What is being asked: What is needed is the run of lines from the one with "[mark] the white vinyl" through the close of the data, set down exactly.

Listed records:
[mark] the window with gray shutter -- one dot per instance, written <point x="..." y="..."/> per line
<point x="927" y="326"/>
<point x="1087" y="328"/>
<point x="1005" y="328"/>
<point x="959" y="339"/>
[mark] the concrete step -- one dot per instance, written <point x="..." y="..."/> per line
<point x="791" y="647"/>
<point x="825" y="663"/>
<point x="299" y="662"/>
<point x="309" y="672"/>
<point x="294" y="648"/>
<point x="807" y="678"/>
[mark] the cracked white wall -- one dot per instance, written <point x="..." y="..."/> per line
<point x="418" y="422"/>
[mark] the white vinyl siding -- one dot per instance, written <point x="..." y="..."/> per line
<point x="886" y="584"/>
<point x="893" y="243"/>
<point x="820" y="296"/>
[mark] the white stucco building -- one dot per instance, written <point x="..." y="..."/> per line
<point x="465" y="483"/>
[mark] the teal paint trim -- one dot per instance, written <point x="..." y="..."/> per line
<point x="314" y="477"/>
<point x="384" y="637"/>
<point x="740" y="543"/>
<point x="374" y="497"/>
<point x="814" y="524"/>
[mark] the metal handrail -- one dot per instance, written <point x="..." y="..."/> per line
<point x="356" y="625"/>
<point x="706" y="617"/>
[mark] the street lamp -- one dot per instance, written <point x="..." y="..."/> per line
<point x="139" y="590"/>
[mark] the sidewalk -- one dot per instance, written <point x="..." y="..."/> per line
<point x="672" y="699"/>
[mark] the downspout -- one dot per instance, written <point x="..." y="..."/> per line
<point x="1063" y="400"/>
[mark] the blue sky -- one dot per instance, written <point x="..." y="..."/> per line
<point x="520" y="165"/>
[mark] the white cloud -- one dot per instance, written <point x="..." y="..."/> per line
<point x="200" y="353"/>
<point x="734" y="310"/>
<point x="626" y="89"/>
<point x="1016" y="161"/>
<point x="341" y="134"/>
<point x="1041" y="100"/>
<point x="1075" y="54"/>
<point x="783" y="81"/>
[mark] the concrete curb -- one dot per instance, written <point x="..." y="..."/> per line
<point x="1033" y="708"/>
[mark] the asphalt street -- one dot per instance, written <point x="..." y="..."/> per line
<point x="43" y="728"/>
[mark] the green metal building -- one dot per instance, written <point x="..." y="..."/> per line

Answer for the task:
[mark] the white vinyl siding -- one dot per instance, written <point x="..." y="..."/> per line
<point x="886" y="584"/>
<point x="893" y="243"/>
<point x="820" y="296"/>
[mark] the white stucco building -- one dot per instance, written <point x="..." y="..."/> per line
<point x="465" y="483"/>
[mark] the teal paint trim -- one dot per instance, written <point x="..." y="..."/> per line
<point x="314" y="477"/>
<point x="384" y="637"/>
<point x="740" y="543"/>
<point x="374" y="497"/>
<point x="814" y="524"/>
[mark] the metal handrail -- one dot per instance, written <point x="..." y="..."/> per line
<point x="356" y="625"/>
<point x="706" y="617"/>
[mark] the street lamp -- one dot per instance, written <point x="..." y="..."/> per line
<point x="139" y="590"/>
[mark] the sidewalk -- one dot per instance, written <point x="..." y="..."/> per line
<point x="672" y="699"/>
[mark] the downspout -- one dot per instance, written <point x="..." y="..."/> per line
<point x="1063" y="400"/>
[mark] the blue sky -- one dot per instance, written <point x="..." y="..."/> per line
<point x="520" y="165"/>
[mark] the white cloud -- one dot per instance, written <point x="..." y="..."/> per line
<point x="200" y="353"/>
<point x="734" y="310"/>
<point x="626" y="89"/>
<point x="1016" y="161"/>
<point x="341" y="134"/>
<point x="1041" y="100"/>
<point x="1075" y="54"/>
<point x="783" y="81"/>
[mark] the concrete curb -- one dot per instance, written <point x="..." y="..."/> per line
<point x="1033" y="708"/>
[mark] the asphalt street -- one dot per instance, written <point x="..." y="..."/> per line
<point x="43" y="728"/>
[mark] the green metal building -- one dot per instance, written <point x="..." y="..."/> per line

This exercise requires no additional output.